What you have to do =>
Pictures within the data are to be left out; everything else must be reproduced exactly.

━━ Exercise input ━━

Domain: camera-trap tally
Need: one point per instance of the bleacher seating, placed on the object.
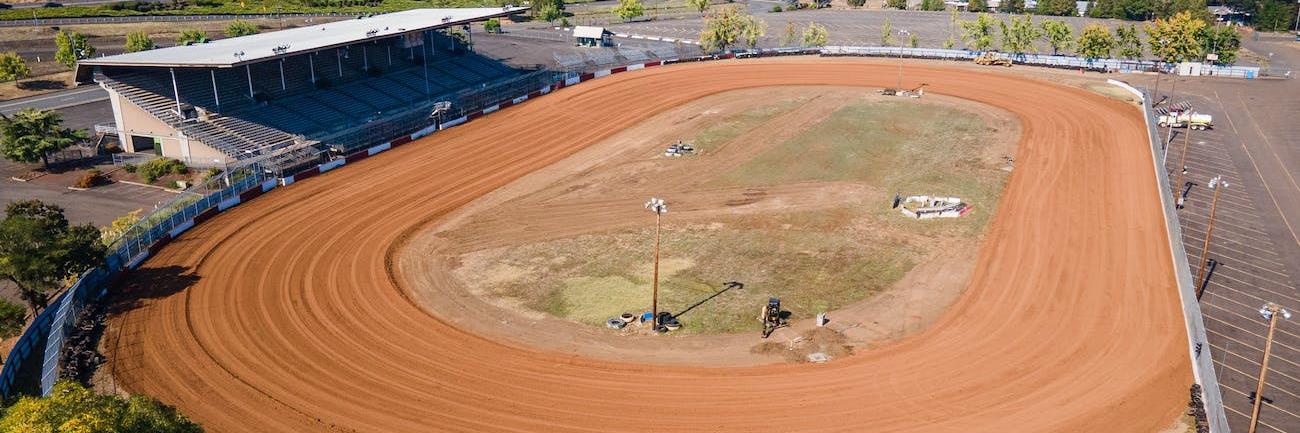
(239, 126)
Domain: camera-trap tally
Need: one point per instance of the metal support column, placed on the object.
(424, 42)
(176, 91)
(216, 95)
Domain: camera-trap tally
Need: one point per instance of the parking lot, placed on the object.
(98, 206)
(1252, 271)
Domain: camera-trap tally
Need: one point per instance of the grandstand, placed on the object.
(286, 91)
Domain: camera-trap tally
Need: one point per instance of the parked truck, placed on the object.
(1196, 121)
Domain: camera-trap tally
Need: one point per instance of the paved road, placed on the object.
(60, 99)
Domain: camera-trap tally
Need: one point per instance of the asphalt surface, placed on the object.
(1256, 148)
(60, 99)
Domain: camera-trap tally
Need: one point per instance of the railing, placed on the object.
(156, 18)
(1041, 60)
(51, 327)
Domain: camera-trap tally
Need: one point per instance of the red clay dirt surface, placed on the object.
(287, 315)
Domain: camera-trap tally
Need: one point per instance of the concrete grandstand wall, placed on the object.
(1197, 343)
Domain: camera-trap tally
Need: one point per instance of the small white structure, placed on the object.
(593, 37)
(924, 207)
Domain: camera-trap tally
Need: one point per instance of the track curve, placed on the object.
(282, 315)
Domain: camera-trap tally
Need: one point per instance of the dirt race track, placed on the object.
(282, 316)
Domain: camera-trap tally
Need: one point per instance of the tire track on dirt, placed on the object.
(1070, 321)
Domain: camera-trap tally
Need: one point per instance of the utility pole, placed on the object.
(1270, 311)
(1217, 185)
(1155, 98)
(659, 208)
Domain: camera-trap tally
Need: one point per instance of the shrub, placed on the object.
(92, 178)
(154, 169)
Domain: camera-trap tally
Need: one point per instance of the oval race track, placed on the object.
(281, 315)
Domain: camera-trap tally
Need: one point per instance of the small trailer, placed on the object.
(1196, 121)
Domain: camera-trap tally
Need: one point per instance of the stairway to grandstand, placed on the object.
(287, 108)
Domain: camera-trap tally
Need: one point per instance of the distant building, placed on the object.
(1230, 16)
(593, 37)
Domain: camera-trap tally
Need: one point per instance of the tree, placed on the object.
(72, 47)
(729, 25)
(538, 7)
(12, 319)
(628, 9)
(1058, 35)
(752, 29)
(979, 33)
(12, 66)
(138, 40)
(1174, 39)
(1221, 40)
(1129, 42)
(241, 29)
(791, 35)
(39, 250)
(1096, 42)
(887, 34)
(1060, 8)
(815, 35)
(116, 229)
(549, 13)
(30, 135)
(700, 5)
(72, 407)
(1019, 35)
(1275, 16)
(190, 37)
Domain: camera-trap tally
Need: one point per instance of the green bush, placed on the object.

━━━

Solved exercise =>
Domain: camera-trap tally
Need: one point per instance of the bleacher seating, placed on the object.
(239, 126)
Domain: camera-trap tally
Need: one point per instance of the metal support column, placed on the object.
(424, 42)
(176, 91)
(216, 95)
Domain: camera-trap tally
Need: one point per instance of the parking lot, placed on the object.
(98, 206)
(1252, 271)
Domain: camera-trap tally
Need: one point per instance of the grandstand, placed on the object.
(286, 91)
Domain: camera-trap tally
Need: one point per instance of the parked truck, placed on the object.
(1196, 121)
Domain: camera-trap tally
Need: one point per instance of the paved road, placed on the object.
(60, 99)
Domain: camera-trap tally
Need: one point per instance of the asphalt surface, placed on the object.
(1256, 148)
(60, 99)
Domain: camera-trap tally
Need: one point per instance of the railing, placed on the object.
(156, 18)
(1041, 60)
(51, 327)
Domain: camera-trap tally
Need: one point per instance of the red clay dirt surface, placed on the object.
(287, 315)
Domain: camera-trap tally
Need: one point per instance of the concrete grandstand wall, placed on the object.
(1197, 343)
Domain: camera-trap tally
Need: one point per instance of the small white structure, placed on the object.
(593, 37)
(924, 207)
Domain: camera-trap tally
Need: one point per instance of the track curve, placed on the object.
(282, 315)
Domain: camera-trap tally
Need: one point per instance of the dirt race track, placed on the object.
(282, 316)
Domain: camera-trap tally
Need: one point per instance of the tire track on dirt, placed on the object.
(1070, 321)
Domain: camera-trap tally
Need: one point per instance of the utility pole, placed on the object.
(1270, 311)
(1217, 185)
(1155, 98)
(659, 208)
Domain: camera-trap tally
Need: one point per instance of the shrub, placed on the object.
(92, 178)
(154, 169)
Domain: camera-trap tally
Need: one point per instance of the oval race track, placed on the object.
(281, 315)
Domain: camera-trap tally
Need: one point per instance of the small trailer, placed on the object.
(1196, 121)
Domain: camera-trap tally
Need: one point per instance of the stairway to grandstand, placed on the object.
(287, 108)
Domain: camera-trap tally
Need: one point per instance of the distant building, placed on the object.
(1230, 16)
(593, 37)
Domain: camera-trap tally
Need: one point per instance of the tree, placed on the object.
(72, 47)
(729, 25)
(538, 7)
(12, 319)
(628, 9)
(1058, 35)
(752, 29)
(979, 33)
(12, 66)
(138, 40)
(1174, 39)
(1221, 40)
(1129, 42)
(241, 29)
(791, 35)
(39, 250)
(1096, 42)
(887, 34)
(1060, 8)
(815, 35)
(116, 229)
(549, 13)
(30, 135)
(700, 5)
(72, 407)
(1019, 35)
(1275, 16)
(190, 37)
Domain: camera-trap tally
Need: one point per instance of the green bush, placed on the object.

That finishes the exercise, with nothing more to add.